■ **Aim of the exercise**
Reproduce the lines below word for word, from the line containing "the white metal" through the line containing "Target: purex label", inclusive.

■ **Given data**
════════

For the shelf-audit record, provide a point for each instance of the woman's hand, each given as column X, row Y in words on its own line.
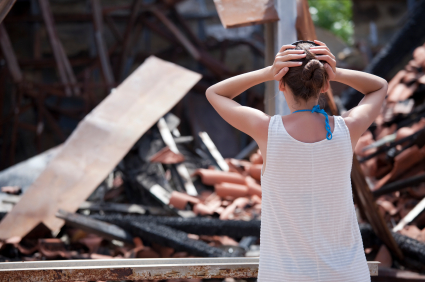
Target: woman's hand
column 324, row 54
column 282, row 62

════════

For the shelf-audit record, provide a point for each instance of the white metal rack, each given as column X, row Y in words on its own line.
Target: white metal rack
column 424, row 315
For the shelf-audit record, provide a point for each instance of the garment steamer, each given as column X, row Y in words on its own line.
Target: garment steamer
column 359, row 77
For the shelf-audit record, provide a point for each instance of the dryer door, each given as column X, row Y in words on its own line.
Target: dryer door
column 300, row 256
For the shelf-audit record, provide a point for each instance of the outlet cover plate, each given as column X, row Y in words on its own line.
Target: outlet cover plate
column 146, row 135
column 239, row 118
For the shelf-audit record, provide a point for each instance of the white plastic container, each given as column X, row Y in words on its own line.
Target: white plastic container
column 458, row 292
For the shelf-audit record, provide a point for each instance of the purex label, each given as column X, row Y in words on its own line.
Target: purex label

════════

■ **Exercise output**
For the shelf-audit record, provide a point for each instance of the white metal rack, each given as column X, row Y in words on its own line.
Target: white metal rack
column 424, row 315
For the shelf-audit record, provide a point for each instance of the garment steamer, each given as column X, row Y in words on its own line.
Target: garment steamer
column 359, row 77
For the shelf-audit record, provide a point for each instance of the dryer door, each given as column X, row Y in words on its own line.
Target: dryer door
column 300, row 256
For the shelf-audit record, provide a point for each instance of the outlet cover plate, each given as column X, row Y in words on its own line.
Target: outlet cover plate
column 146, row 135
column 239, row 118
For the shelf-audit record, provide a point for each instance of the white plastic container, each given as column X, row Y in words on its own line.
Target: white plastic container
column 458, row 292
For the shelf-audit record, provide a point for each instance of the purex label, each given as column X, row Y in words on its own line.
Target: purex label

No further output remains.